TASK REQUIREMENTS: From the entries below, gather each line containing the word "tile".
———
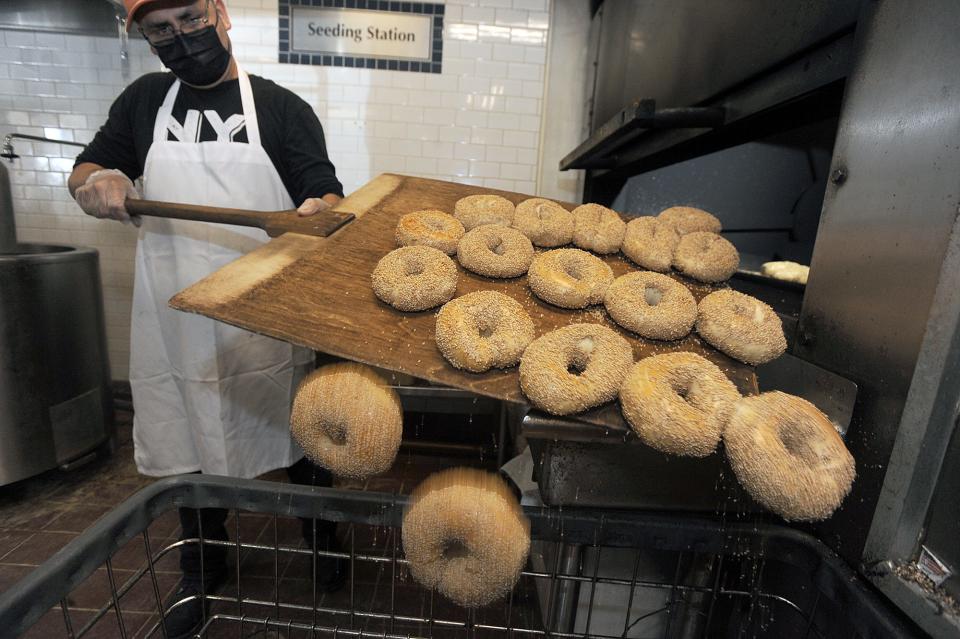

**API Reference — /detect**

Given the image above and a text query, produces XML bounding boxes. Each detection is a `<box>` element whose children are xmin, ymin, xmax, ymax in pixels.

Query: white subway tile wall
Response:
<box><xmin>0</xmin><ymin>0</ymin><xmax>558</xmax><ymax>380</ymax></box>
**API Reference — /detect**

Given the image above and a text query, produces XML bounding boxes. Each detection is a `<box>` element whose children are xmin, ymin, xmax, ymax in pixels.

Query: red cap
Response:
<box><xmin>122</xmin><ymin>0</ymin><xmax>160</xmax><ymax>31</ymax></box>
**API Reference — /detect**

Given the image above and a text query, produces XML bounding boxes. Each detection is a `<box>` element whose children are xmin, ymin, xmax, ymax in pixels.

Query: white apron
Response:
<box><xmin>129</xmin><ymin>70</ymin><xmax>312</xmax><ymax>478</ymax></box>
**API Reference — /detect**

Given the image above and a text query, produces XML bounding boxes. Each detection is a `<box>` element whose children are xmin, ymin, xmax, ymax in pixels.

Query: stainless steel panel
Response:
<box><xmin>0</xmin><ymin>244</ymin><xmax>113</xmax><ymax>486</ymax></box>
<box><xmin>591</xmin><ymin>0</ymin><xmax>859</xmax><ymax>128</ymax></box>
<box><xmin>796</xmin><ymin>0</ymin><xmax>960</xmax><ymax>568</ymax></box>
<box><xmin>0</xmin><ymin>164</ymin><xmax>15</xmax><ymax>252</ymax></box>
<box><xmin>50</xmin><ymin>389</ymin><xmax>106</xmax><ymax>465</ymax></box>
<box><xmin>0</xmin><ymin>0</ymin><xmax>120</xmax><ymax>36</ymax></box>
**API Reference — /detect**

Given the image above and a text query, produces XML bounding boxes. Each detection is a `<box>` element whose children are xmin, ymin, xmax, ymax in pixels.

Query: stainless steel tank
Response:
<box><xmin>0</xmin><ymin>165</ymin><xmax>114</xmax><ymax>486</ymax></box>
<box><xmin>0</xmin><ymin>163</ymin><xmax>17</xmax><ymax>251</ymax></box>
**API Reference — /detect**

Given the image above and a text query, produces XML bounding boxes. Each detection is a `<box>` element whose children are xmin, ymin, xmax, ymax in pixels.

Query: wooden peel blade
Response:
<box><xmin>124</xmin><ymin>198</ymin><xmax>355</xmax><ymax>237</ymax></box>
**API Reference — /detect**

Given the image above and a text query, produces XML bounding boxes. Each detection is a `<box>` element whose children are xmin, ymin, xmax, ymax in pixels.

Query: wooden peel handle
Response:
<box><xmin>125</xmin><ymin>198</ymin><xmax>290</xmax><ymax>231</ymax></box>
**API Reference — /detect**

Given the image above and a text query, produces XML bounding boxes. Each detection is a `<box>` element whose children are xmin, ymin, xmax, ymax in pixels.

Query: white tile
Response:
<box><xmin>34</xmin><ymin>33</ymin><xmax>66</xmax><ymax>49</ymax></box>
<box><xmin>446</xmin><ymin>22</ymin><xmax>479</xmax><ymax>42</ymax></box>
<box><xmin>478</xmin><ymin>25</ymin><xmax>512</xmax><ymax>42</ymax></box>
<box><xmin>25</xmin><ymin>80</ymin><xmax>57</xmax><ymax>97</ymax></box>
<box><xmin>438</xmin><ymin>126</ymin><xmax>473</xmax><ymax>143</ymax></box>
<box><xmin>4</xmin><ymin>31</ymin><xmax>36</xmax><ymax>47</ymax></box>
<box><xmin>500</xmin><ymin>162</ymin><xmax>534</xmax><ymax>180</ymax></box>
<box><xmin>454</xmin><ymin>143</ymin><xmax>486</xmax><ymax>161</ymax></box>
<box><xmin>507</xmin><ymin>62</ymin><xmax>542</xmax><ymax>81</ymax></box>
<box><xmin>37</xmin><ymin>172</ymin><xmax>66</xmax><ymax>187</ymax></box>
<box><xmin>23</xmin><ymin>185</ymin><xmax>52</xmax><ymax>200</ymax></box>
<box><xmin>510</xmin><ymin>27</ymin><xmax>547</xmax><ymax>46</ymax></box>
<box><xmin>423</xmin><ymin>107</ymin><xmax>457</xmax><ymax>126</ymax></box>
<box><xmin>371</xmin><ymin>155</ymin><xmax>406</xmax><ymax>173</ymax></box>
<box><xmin>515</xmin><ymin>180</ymin><xmax>537</xmax><ymax>194</ymax></box>
<box><xmin>489</xmin><ymin>112</ymin><xmax>520</xmax><ymax>129</ymax></box>
<box><xmin>373</xmin><ymin>121</ymin><xmax>408</xmax><ymax>139</ymax></box>
<box><xmin>42</xmin><ymin>127</ymin><xmax>75</xmax><ymax>142</ymax></box>
<box><xmin>470</xmin><ymin>127</ymin><xmax>503</xmax><ymax>145</ymax></box>
<box><xmin>0</xmin><ymin>46</ymin><xmax>22</xmax><ymax>62</ymax></box>
<box><xmin>524</xmin><ymin>45</ymin><xmax>547</xmax><ymax>64</ymax></box>
<box><xmin>458</xmin><ymin>75</ymin><xmax>490</xmax><ymax>94</ymax></box>
<box><xmin>504</xmin><ymin>130</ymin><xmax>537</xmax><ymax>147</ymax></box>
<box><xmin>528</xmin><ymin>12</ymin><xmax>550</xmax><ymax>29</ymax></box>
<box><xmin>59</xmin><ymin>114</ymin><xmax>87</xmax><ymax>129</ymax></box>
<box><xmin>484</xmin><ymin>178</ymin><xmax>515</xmax><ymax>190</ymax></box>
<box><xmin>458</xmin><ymin>41</ymin><xmax>493</xmax><ymax>59</ymax></box>
<box><xmin>489</xmin><ymin>78</ymin><xmax>523</xmax><ymax>96</ymax></box>
<box><xmin>422</xmin><ymin>141</ymin><xmax>455</xmax><ymax>159</ymax></box>
<box><xmin>63</xmin><ymin>35</ymin><xmax>98</xmax><ymax>52</ymax></box>
<box><xmin>406</xmin><ymin>124</ymin><xmax>440</xmax><ymax>141</ymax></box>
<box><xmin>476</xmin><ymin>59</ymin><xmax>509</xmax><ymax>78</ymax></box>
<box><xmin>513</xmin><ymin>0</ymin><xmax>547</xmax><ymax>9</ymax></box>
<box><xmin>455</xmin><ymin>110</ymin><xmax>488</xmax><ymax>127</ymax></box>
<box><xmin>522</xmin><ymin>80</ymin><xmax>544</xmax><ymax>98</ymax></box>
<box><xmin>21</xmin><ymin>48</ymin><xmax>53</xmax><ymax>64</ymax></box>
<box><xmin>1</xmin><ymin>110</ymin><xmax>30</xmax><ymax>126</ymax></box>
<box><xmin>519</xmin><ymin>114</ymin><xmax>541</xmax><ymax>131</ymax></box>
<box><xmin>506</xmin><ymin>96</ymin><xmax>538</xmax><ymax>115</ymax></box>
<box><xmin>407</xmin><ymin>157</ymin><xmax>438</xmax><ymax>175</ymax></box>
<box><xmin>17</xmin><ymin>156</ymin><xmax>49</xmax><ymax>172</ymax></box>
<box><xmin>462</xmin><ymin>7</ymin><xmax>496</xmax><ymax>23</ymax></box>
<box><xmin>468</xmin><ymin>160</ymin><xmax>500</xmax><ymax>178</ymax></box>
<box><xmin>10</xmin><ymin>170</ymin><xmax>36</xmax><ymax>185</ymax></box>
<box><xmin>390</xmin><ymin>139</ymin><xmax>422</xmax><ymax>156</ymax></box>
<box><xmin>486</xmin><ymin>145</ymin><xmax>519</xmax><ymax>163</ymax></box>
<box><xmin>390</xmin><ymin>106</ymin><xmax>425</xmax><ymax>123</ymax></box>
<box><xmin>493</xmin><ymin>43</ymin><xmax>526</xmax><ymax>62</ymax></box>
<box><xmin>495</xmin><ymin>9</ymin><xmax>530</xmax><ymax>27</ymax></box>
———
YOUR SOLUTION:
Query: white subway tile wall
Query: white tile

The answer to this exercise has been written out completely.